(CHALLENGE): Please copy the data below word for word, keeping every line as it appears.

═════ RECORDS FOR THE TASK ═════

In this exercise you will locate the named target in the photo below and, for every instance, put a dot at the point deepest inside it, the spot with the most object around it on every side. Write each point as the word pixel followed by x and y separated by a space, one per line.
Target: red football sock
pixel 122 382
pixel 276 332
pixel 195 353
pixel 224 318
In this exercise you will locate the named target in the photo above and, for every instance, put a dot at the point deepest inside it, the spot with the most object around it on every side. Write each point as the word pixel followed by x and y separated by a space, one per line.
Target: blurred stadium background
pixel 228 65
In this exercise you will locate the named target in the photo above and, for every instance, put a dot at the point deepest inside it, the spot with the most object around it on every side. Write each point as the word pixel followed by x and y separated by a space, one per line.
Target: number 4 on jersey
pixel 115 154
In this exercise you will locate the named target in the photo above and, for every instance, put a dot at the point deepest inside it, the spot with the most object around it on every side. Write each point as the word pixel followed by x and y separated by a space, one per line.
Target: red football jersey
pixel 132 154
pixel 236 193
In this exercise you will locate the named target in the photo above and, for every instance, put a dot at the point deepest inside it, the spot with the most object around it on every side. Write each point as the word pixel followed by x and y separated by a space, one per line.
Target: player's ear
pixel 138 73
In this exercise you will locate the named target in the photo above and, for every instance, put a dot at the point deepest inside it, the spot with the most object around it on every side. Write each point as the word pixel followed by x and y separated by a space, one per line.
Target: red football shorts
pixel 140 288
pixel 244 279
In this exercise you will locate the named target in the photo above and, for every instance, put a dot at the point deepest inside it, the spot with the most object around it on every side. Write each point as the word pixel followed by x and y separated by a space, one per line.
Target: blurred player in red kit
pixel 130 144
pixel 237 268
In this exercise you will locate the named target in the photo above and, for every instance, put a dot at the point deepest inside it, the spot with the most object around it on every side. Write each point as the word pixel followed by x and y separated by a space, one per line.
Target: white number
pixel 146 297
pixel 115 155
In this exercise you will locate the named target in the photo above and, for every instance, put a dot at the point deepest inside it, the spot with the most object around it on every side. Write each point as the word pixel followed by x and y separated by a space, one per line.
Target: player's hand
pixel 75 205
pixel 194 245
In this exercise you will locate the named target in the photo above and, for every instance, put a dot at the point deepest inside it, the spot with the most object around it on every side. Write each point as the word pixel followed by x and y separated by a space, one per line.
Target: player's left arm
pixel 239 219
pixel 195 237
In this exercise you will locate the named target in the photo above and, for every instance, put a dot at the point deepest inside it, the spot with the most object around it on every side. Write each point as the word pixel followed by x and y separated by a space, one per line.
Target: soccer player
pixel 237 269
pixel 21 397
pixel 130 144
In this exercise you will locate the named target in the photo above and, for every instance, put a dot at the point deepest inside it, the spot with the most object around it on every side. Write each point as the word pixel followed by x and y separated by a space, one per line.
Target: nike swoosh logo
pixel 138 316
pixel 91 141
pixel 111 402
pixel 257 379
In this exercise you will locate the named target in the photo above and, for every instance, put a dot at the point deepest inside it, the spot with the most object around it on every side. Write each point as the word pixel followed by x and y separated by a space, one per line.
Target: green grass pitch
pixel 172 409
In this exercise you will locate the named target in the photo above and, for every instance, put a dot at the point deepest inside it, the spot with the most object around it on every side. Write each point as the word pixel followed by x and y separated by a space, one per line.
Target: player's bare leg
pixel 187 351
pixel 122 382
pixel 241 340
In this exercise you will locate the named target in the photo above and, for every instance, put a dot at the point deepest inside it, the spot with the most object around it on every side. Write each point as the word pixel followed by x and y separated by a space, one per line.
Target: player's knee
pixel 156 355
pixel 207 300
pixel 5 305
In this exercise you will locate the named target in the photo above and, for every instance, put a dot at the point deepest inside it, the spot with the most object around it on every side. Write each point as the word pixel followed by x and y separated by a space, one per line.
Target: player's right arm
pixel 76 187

═════

(THE ANSWER):
In this exercise you will locate the named target in the photo below and, for every instance, put a dot at the point deepest inside it, the spot with the most object around it on every side. Write each point as the word pixel followed by x and y separated by a space, one per line.
Target: red football sock
pixel 122 382
pixel 276 332
pixel 195 353
pixel 224 318
In this exercise you will locate the named target in the photo above and, for every instance, put a dot at the point deepest inside it, the spot with the most object around it on every side. Write each point as the word pixel followed by x and y separated by a space, one per line.
Target: blurred stadium background
pixel 228 65
In this exercise you will locate the named target in the photo above and, for every instance, put a dot at the point deepest inside it, the spot with the most object around it on every side. Write each point as the word pixel followed by x and y separated by a space, one per line.
Target: number 4 on jersey
pixel 115 154
In this exercise you will locate the named target in the photo above and, for every instance, put a dot at the point deepest inside it, the spot with the most object around it on every side. Write each point as the word pixel followed by x and y separated by a space, one per line.
Target: red football jersey
pixel 132 154
pixel 236 193
In this exercise you will locate the named target in the photo above and, for every instance, put a dot at the point deepest inside it, the spot with the most object around it on every side. Write each point as the word pixel followed by x and y separated by a space, one per line.
Target: player's ear
pixel 138 73
In this exercise you will locate the named target in the photo above and, for every instance, put a dot at the point deepest inside it, the spot with the most object around it on every side. Write each point as the word pixel followed by x and y separated by a space, one per line.
Target: red football shorts
pixel 140 288
pixel 244 279
In this exercise you will locate the named target in the photo above and, for every instance, put a dot at the point deepest inside it, the spot with the most object around it on every side. Write each point as the word pixel followed by x and y separated by a space, one per line.
Target: blurred player in red kit
pixel 130 144
pixel 237 268
In this exercise you will locate the named target in the photo above and, for every instance, put a dot at the point deepest inside it, the spot with the most object around it on every side. Write each point as the word pixel followed by x and y separated by a space, one per line.
Target: white number
pixel 146 297
pixel 115 155
In this exercise you will locate the named target in the photo above and, for every instance, put a dot at the point deepest inside it, the spot with the most object around it on every side. Write each point as the word pixel followed by x and y separated by a space, one per line.
Target: player's hand
pixel 75 205
pixel 194 245
In this exercise you will locate the named target in the photo above and, for every instance, put a dot at the point deepest inside it, the spot with the most object around it on every side. Write each point as the word pixel followed by x and y separated by a space, one per line.
Target: player's left arm
pixel 239 219
pixel 195 237
In this exercise you will locate the named target in the photo above and, for every instance, put a dot at the point deepest inside it, the spot with the most object around it on every side. Write each point as the word pixel followed by x and y separated by a space, one per line.
Target: soccer player
pixel 237 269
pixel 21 397
pixel 130 144
In this exercise you will locate the named target in the photo above and, for every instance, put a dot at the point deepest inside it, the spot with the most object around it on every side. Write each point as the word pixel followed by x and y separated by a space, one per line.
Target: nike swoosh logo
pixel 138 316
pixel 91 141
pixel 111 402
pixel 257 379
In this exercise you will locate the named target in the photo above and, for every instance, put a dot at the point deepest inside it, the spot with the most object around it on every side. Write each point as the word pixel followed by x and y separated by a space, one per line.
Target: green grass pitch
pixel 172 409
In this exercise you will locate the named target in the photo above and, for every instance, put a dot at the point deepest inside it, the spot with the most object around it on every side. Write each point as the word pixel followed by x and y separated by a space, one per line.
Target: player's bare leg
pixel 187 351
pixel 122 382
pixel 241 340
In this exercise you will locate the named target in the photo above and, for every instance, put a dot at the point deepest inside it, the spot with the most object around it on every side. Write each point as the word pixel followed by x and y separated by a space, one per line.
Target: player's knee
pixel 156 355
pixel 207 300
pixel 5 305
In this exercise you will locate the named target in the photo above and, for every instance, put a dot at the point deepest inside it, the spot with the most object around it on every side. Write each point as the word pixel followed by x and y separated by a space, one per line.
Target: player's right arm
pixel 76 187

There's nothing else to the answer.